Task goal
What follows is a set of records; give them all back exactly.

Saved entries:
━━━━
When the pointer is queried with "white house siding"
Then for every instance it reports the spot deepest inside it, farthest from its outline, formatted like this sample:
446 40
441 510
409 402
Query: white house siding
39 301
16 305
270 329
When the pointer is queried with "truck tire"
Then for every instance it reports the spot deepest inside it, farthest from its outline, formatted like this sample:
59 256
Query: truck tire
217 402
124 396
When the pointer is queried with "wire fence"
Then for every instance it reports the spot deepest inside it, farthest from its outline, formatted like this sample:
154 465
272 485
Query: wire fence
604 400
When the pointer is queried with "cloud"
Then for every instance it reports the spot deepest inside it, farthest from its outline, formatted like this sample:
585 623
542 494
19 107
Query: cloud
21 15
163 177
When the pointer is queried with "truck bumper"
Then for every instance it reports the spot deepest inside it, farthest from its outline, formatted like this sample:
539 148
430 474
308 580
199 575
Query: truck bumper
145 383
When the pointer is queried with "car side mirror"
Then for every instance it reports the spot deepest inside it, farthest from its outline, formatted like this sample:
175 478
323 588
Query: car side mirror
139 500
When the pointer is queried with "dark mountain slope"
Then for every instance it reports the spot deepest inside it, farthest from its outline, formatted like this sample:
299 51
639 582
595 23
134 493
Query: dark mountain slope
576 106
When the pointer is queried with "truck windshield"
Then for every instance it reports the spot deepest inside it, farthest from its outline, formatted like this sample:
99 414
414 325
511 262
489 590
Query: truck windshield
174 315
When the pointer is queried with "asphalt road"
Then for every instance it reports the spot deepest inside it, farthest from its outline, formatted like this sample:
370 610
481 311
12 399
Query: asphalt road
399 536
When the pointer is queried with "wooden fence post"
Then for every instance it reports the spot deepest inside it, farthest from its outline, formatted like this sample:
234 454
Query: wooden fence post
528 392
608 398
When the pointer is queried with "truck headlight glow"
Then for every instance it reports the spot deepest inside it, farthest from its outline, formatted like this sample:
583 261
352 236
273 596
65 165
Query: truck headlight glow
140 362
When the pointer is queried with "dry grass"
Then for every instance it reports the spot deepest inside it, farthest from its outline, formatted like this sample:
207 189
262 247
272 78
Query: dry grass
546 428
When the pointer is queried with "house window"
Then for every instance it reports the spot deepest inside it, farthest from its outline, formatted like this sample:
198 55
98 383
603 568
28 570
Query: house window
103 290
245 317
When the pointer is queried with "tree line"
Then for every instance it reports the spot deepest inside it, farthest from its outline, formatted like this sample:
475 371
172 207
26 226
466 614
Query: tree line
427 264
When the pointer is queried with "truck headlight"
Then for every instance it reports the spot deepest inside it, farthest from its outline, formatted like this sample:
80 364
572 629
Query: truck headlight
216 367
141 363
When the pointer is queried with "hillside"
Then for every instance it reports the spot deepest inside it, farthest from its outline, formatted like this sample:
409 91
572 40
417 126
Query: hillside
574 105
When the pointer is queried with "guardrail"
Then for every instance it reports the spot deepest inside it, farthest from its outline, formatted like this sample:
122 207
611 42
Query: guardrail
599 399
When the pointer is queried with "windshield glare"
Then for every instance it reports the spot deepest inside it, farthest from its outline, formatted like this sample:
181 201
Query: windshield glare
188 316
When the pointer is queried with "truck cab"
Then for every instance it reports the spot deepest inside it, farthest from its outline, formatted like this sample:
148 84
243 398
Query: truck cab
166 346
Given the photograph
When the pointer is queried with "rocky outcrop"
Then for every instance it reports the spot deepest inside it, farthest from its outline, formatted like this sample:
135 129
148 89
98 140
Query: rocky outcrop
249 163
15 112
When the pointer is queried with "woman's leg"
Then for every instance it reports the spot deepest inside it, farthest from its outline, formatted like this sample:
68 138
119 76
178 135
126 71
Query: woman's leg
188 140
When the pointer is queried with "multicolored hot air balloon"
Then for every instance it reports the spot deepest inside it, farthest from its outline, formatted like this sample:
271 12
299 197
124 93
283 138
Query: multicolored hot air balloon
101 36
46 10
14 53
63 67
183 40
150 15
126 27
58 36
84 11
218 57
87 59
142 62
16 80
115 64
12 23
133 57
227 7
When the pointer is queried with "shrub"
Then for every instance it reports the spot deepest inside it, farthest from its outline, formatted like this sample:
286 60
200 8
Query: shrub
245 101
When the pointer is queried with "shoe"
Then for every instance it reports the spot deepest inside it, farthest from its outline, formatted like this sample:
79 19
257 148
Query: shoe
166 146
━━━━
Task answer
When the pointer is queried with "white house siding"
Then for every instance it reports the spot deepest inside it, farthest from its outline, formatted like this sample:
446 40
441 510
409 402
Query: white house siding
39 301
16 305
270 329
When the pointer is queried with "truck tire"
Then for every instance it reports the spot deepest inside it, farthest from its outline, formatted like this sample:
59 256
Query: truck tire
217 402
124 396
When the pointer is queried with "wire fence"
Then for every instance it reports the spot deepest inside it, farthest from its outline, formatted like this sample:
154 465
272 485
Query: wire fence
604 400
When the pointer is queried with "cloud"
Then for every instance it reports the spot deepest inside it, farthest from its outline, formatted like this sample:
585 623
542 494
19 107
Query: cloud
21 15
163 177
When the pointer is queried with "truck bumper"
Then for every instance it reports the spot deepest inside it, farthest from its outline, formatted like this sample:
539 148
430 474
308 580
199 575
Query: truck bumper
145 383
When the pointer is queried with "car side mirror"
Then for every instance it reports the spot deepest inside it, farthest from its outline, formatted like this sample:
175 478
323 588
Query: car side mirror
139 500
When the pointer is queried with "dark mountain slope"
Then for every instance it reports the spot deepest inside it, farthest from its outline, formatted like this sample:
299 51
639 582
595 23
134 493
Query: dark mountain slope
576 106
When the pointer is queried with "truck windshield"
Then for every instance it reports the spot deepest inside it, farthest from its outline, formatted like this sample:
99 414
414 325
511 262
489 590
Query: truck windshield
174 315
When the pointer is queried with "asphalt road"
Then for every instance it reports the spot deepest inside it, farthest from its outline, formatted like this sample:
370 610
481 311
12 399
Query: asphalt road
399 536
When the pointer is queried with "wooden fence post"
Then for every instance it reports the spot deepest inside it, farthest from its outline, formatted like this sample:
234 454
Query: wooden fence post
528 392
608 398
When the pointer is queried with "truck headlight glow"
Then for every instance it reports the spot deepest inside it, farthest from its outline, formatted like this sample:
583 261
352 236
273 596
65 165
Query: truck headlight glow
140 362
When the pointer is queried with "dry grass"
Then for every instance it reports the spot deepest inside it, farthest from its outline, formatted like this sample:
207 189
262 247
272 78
Query: dry grass
546 428
When the pointer is queried with "house window"
Then for every instance it reports the spot deepest inside it, farthest from its outline, formatted like this sample:
198 55
98 383
603 568
28 570
Query: house window
103 290
245 317
When the pointer is queried with "tree line"
Then for every instance it reports the spot deepest inside it, farthest from its outline, formatted like this sample:
475 371
172 207
26 226
466 614
Query: tree line
427 264
When the pointer is queried with "truck headlight"
Then for every instance it reports the spot deepest inside it, farthest from its outline, formatted like this sample:
80 364
572 629
Query: truck headlight
216 367
141 363
When the pointer is queried with "hillside"
Then for every instance it reports the spot deepest inside it, farthest from its outline, formatted like this sample:
409 91
572 40
417 126
Query: hillside
574 105
When the pointer is queried with "guardrail"
Then for every instance it reports the spot deepest inside it, farthest from its outline, formatted like this sample:
122 207
611 42
Query: guardrail
599 399
When the pointer is queried with "windshield glare"
Then for every instance it reports the spot deepest inside it, farthest from its outline, formatted like this sample:
181 201
Query: windshield glare
188 316
When the pointer is queried with "truck cab"
Then for every instance it reports the spot deepest inside it, farthest from its outline, formatted like this sample:
148 84
243 398
Query: truck cab
166 346
Given the photograph
When the pointer is queried with "rocky outcrop"
Then for every instance it reports the spot deepest inside it, farthest from its outline, formatted like this sample:
135 129
148 89
98 140
Query: rocky outcrop
249 163
15 112
When the pointer is queried with "woman's leg"
Then for every instance it reports the spot deepest inside it, farthest from its outline, formatted like this sample:
68 138
119 76
178 135
126 71
Query: woman's leg
188 140
When the pointer is queried with "multicolored hot air balloon"
Then for every instance it reports the spot deepest inside it, farthest from its outline, formatted like this sample:
271 12
299 197
124 93
283 138
Query: multicolored hot air balloon
101 36
46 10
14 53
63 67
183 40
150 15
126 27
58 36
84 11
218 57
87 59
142 62
16 80
115 64
12 23
133 57
227 7
When the pointer is queried with "shrub"
Then for every instance it reports the spot deepest inside it, farthest from its outline, formatted like this sample:
286 60
200 8
Query: shrub
245 101
When the pointer is queried with "shoe"
Then for every instance it reports the spot deepest inside it, farthest from its outline, formatted like this sample:
79 19
257 148
Query: shoe
166 146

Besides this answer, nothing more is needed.